==== Document excerpt

The P chunker directly reads .blocks.jsonl, treating each content line as an independent unit of processing for subsequent Stages B/C. This implies that [part n] numbering is reset independently per original content line.

6. Stage B: Row-Boundary Slicing for Oversized Tables

Stage B only processes tables whose token count exceeds table_max. Its goal is not merely to split the table but to preserve table boundary context based on row-boundary-priority splitting.

6.1 Row-Boundary-Priority Slicing

  • format="json": Slice by the top-level JSON row array.
  • format="html": Slice by <tr>...</tr> rows.
  • Tables not explicitly tagged but sniffable as JSON / HTML are handled by the same rules.

Before slicing, the <table {attrs}></table> wrapper token cost is pre-deducted so that each re-wrapped slice stays under table_max as much as possible. Each slice is re-wrapped as a valid <table> tag for ease of downstream parsing.

6.2 Row-Level Recursive Re-Slicing

If a row subset, after re-wrapping, still exceeds table_max, further subdivision is performed within that row subset. Only when slicing has converged to a single row that itself exceeds the limit does it degrade to character-level splitting. This mechanism keeps as much valid table structure as possible for table content expressible by row boundaries.

6.3 Last-Slice Swallow-Back

If the token count of the last table slice falls below table_min_last and the result of merging with the previous slice does not exceed table_max, the last slice is swallowed back into the previous slice, reducing useless short table chunks.

========

# Stated task 1:
Please copy the records word for word from their start through the line containing "Give the outline of every instance of the athlete's face.", inclusive, leaving out the pictures.

==== Data for processing

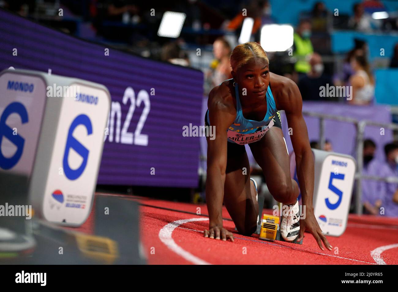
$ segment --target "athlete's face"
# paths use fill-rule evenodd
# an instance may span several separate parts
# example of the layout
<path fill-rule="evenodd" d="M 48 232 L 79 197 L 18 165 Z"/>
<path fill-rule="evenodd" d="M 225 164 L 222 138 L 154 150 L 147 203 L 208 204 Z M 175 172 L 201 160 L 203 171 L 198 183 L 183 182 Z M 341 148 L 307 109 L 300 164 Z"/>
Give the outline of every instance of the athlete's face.
<path fill-rule="evenodd" d="M 239 86 L 239 89 L 246 88 L 248 97 L 263 98 L 269 84 L 268 63 L 262 59 L 253 60 L 241 67 L 237 72 L 232 71 L 232 77 Z"/>

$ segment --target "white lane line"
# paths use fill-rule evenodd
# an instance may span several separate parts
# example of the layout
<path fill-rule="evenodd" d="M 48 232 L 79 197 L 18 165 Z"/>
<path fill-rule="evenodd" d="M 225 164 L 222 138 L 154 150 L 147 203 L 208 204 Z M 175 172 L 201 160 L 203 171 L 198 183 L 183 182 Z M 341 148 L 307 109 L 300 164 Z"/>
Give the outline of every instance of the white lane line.
<path fill-rule="evenodd" d="M 211 264 L 195 257 L 193 255 L 189 253 L 185 249 L 183 249 L 178 245 L 173 239 L 172 235 L 173 232 L 180 225 L 188 222 L 193 222 L 196 221 L 205 221 L 208 220 L 209 218 L 192 218 L 191 219 L 184 219 L 181 220 L 177 220 L 169 223 L 163 227 L 159 232 L 159 238 L 166 246 L 172 250 L 179 255 L 184 258 L 185 259 L 191 262 L 195 265 L 211 265 Z"/>
<path fill-rule="evenodd" d="M 180 228 L 181 229 L 187 229 L 187 230 L 191 230 L 191 231 L 196 231 L 197 232 L 202 232 L 202 233 L 203 232 L 203 231 L 201 231 L 199 230 L 195 230 L 195 229 L 190 229 L 189 228 L 186 228 L 185 227 L 179 227 L 178 228 Z M 241 240 L 250 240 L 250 241 L 254 241 L 254 242 L 259 242 L 260 243 L 261 243 L 261 244 L 269 244 L 269 245 L 271 245 L 271 246 L 278 246 L 278 247 L 279 247 L 279 248 L 290 248 L 290 249 L 295 249 L 295 250 L 298 250 L 298 251 L 304 251 L 304 252 L 311 252 L 307 251 L 305 250 L 304 249 L 300 249 L 299 248 L 292 248 L 292 247 L 290 247 L 290 246 L 282 246 L 282 245 L 281 245 L 280 244 L 275 244 L 275 243 L 272 243 L 271 242 L 267 242 L 263 241 L 262 241 L 262 240 L 260 241 L 260 240 L 254 240 L 254 239 L 249 239 L 248 238 L 242 238 L 242 237 L 237 237 L 236 236 L 235 236 L 234 235 L 234 237 L 235 238 L 238 238 L 238 239 L 241 239 Z M 348 260 L 349 260 L 349 261 L 359 261 L 359 262 L 360 262 L 361 263 L 367 263 L 367 264 L 370 264 L 371 265 L 376 265 L 376 264 L 375 263 L 370 263 L 370 262 L 368 262 L 368 261 L 360 261 L 360 260 L 359 260 L 358 259 L 350 259 L 350 258 L 349 258 L 348 257 L 339 257 L 338 255 L 328 255 L 327 253 L 320 253 L 320 252 L 311 252 L 311 253 L 315 253 L 315 254 L 317 254 L 317 255 L 327 255 L 328 257 L 338 257 L 338 258 L 339 258 L 339 259 L 348 259 Z"/>
<path fill-rule="evenodd" d="M 375 248 L 371 251 L 371 255 L 375 261 L 378 265 L 386 265 L 386 262 L 381 257 L 381 253 L 387 249 L 391 248 L 398 248 L 398 244 L 390 244 L 388 246 L 380 246 L 377 248 Z"/>

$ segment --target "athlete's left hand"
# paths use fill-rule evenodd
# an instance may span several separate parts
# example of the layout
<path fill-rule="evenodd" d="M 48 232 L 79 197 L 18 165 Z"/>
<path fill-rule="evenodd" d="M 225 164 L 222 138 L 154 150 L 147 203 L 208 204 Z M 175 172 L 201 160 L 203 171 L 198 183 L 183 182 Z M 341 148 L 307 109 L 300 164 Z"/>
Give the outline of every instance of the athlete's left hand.
<path fill-rule="evenodd" d="M 324 234 L 322 233 L 319 224 L 315 219 L 313 210 L 307 208 L 306 211 L 306 213 L 305 219 L 301 219 L 300 220 L 300 233 L 297 238 L 297 241 L 300 242 L 303 239 L 304 237 L 304 231 L 306 230 L 312 234 L 314 238 L 316 240 L 318 245 L 319 246 L 319 248 L 322 250 L 324 250 L 323 246 L 322 246 L 322 241 L 323 241 L 326 248 L 331 251 L 333 247 L 329 244 Z M 321 241 L 321 240 L 322 241 Z"/>

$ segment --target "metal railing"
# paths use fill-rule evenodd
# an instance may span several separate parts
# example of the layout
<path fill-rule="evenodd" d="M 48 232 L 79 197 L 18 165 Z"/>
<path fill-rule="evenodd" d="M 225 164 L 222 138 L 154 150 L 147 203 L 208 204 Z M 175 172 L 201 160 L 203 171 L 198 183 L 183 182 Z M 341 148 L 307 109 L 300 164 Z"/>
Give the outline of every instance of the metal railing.
<path fill-rule="evenodd" d="M 355 179 L 356 181 L 355 198 L 355 213 L 359 215 L 362 214 L 362 182 L 363 180 L 373 180 L 385 182 L 388 183 L 398 183 L 398 178 L 395 176 L 364 176 L 362 174 L 363 169 L 363 140 L 364 133 L 367 126 L 381 127 L 393 130 L 398 130 L 398 124 L 390 123 L 383 123 L 368 121 L 366 120 L 359 120 L 356 119 L 339 116 L 334 116 L 325 114 L 320 114 L 312 112 L 304 111 L 303 116 L 318 118 L 319 119 L 319 144 L 320 148 L 323 149 L 325 145 L 325 120 L 332 120 L 339 122 L 345 122 L 353 124 L 355 126 L 357 130 L 357 137 L 355 140 L 356 143 L 357 171 Z"/>

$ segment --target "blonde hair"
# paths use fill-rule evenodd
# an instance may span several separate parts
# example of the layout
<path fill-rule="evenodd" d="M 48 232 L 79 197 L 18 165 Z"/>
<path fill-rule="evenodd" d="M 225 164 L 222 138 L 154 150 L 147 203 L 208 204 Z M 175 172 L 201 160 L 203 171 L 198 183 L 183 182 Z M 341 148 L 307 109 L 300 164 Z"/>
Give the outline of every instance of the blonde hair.
<path fill-rule="evenodd" d="M 246 43 L 235 47 L 231 54 L 231 67 L 236 72 L 240 68 L 252 59 L 263 59 L 268 63 L 267 53 L 261 46 L 255 42 Z"/>

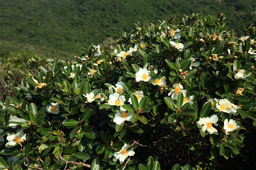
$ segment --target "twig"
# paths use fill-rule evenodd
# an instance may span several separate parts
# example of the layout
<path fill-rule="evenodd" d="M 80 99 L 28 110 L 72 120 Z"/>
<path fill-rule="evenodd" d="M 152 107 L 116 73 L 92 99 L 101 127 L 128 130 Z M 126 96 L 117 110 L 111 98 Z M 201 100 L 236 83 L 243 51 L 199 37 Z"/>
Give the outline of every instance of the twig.
<path fill-rule="evenodd" d="M 123 168 L 123 169 L 122 169 L 122 170 L 123 170 L 125 169 L 125 167 L 126 167 L 126 166 L 127 165 L 127 164 L 128 164 L 128 162 L 129 162 L 129 161 L 130 161 L 131 160 L 131 159 L 130 159 L 130 157 L 129 158 L 128 158 L 128 159 L 126 161 L 126 162 L 125 162 L 125 166 Z"/>
<path fill-rule="evenodd" d="M 58 153 L 59 154 L 59 155 L 60 155 L 60 160 L 63 161 L 64 161 L 65 162 L 66 162 L 66 165 L 67 165 L 68 163 L 73 163 L 74 164 L 76 164 L 76 165 L 82 165 L 86 167 L 91 167 L 91 165 L 89 165 L 89 164 L 87 164 L 86 163 L 83 163 L 83 162 L 73 162 L 73 161 L 68 161 L 68 160 L 64 160 L 63 157 L 62 157 L 61 156 L 61 155 L 60 155 L 60 152 L 59 152 L 58 150 L 57 150 L 57 152 L 58 152 Z"/>

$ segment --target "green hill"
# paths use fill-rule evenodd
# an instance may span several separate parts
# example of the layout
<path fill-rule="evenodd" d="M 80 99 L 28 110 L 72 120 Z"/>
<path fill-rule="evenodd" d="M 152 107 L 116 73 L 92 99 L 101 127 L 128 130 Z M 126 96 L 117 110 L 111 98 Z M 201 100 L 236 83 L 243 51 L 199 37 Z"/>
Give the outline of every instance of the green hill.
<path fill-rule="evenodd" d="M 224 13 L 226 20 L 232 23 L 229 25 L 230 28 L 240 36 L 240 25 L 255 23 L 256 1 L 235 1 L 3 0 L 0 3 L 0 41 L 50 48 L 56 52 L 53 53 L 54 56 L 48 57 L 65 58 L 80 53 L 81 47 L 87 47 L 91 42 L 108 47 L 138 21 L 157 24 L 158 20 L 173 16 L 180 18 L 192 13 L 215 17 Z M 0 49 L 6 48 L 3 46 Z M 56 55 L 60 51 L 61 54 Z M 7 53 L 1 53 L 0 56 L 3 56 Z"/>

========

# Stated task 2:
Answer these questions about the chunker text:
(a) For tables with format="html", what unit does Stage B slice by?
(b) Under what condition does Stage B fall back to character-level splitting?
(c) How is [part n] numbering reset?

# Final answer 1:
$ segment --target "athlete's face"
# paths use fill-rule evenodd
# an instance may span several separate parts
# example of the layout
<path fill-rule="evenodd" d="M 48 232 L 79 197 L 18 165 Z"/>
<path fill-rule="evenodd" d="M 225 164 L 222 138 L 154 150 L 147 203 L 208 204 Z M 175 172 L 201 160 L 203 171 L 198 183 L 183 182 Z M 341 148 L 307 109 L 300 164 Z"/>
Give the outline of every instance of the athlete's face.

# Final answer 2:
(a) By <tr>...</tr> rows.
(b) Only when slicing has converged to a single row that itself exceeds the limit.
(c) Independently per original content line.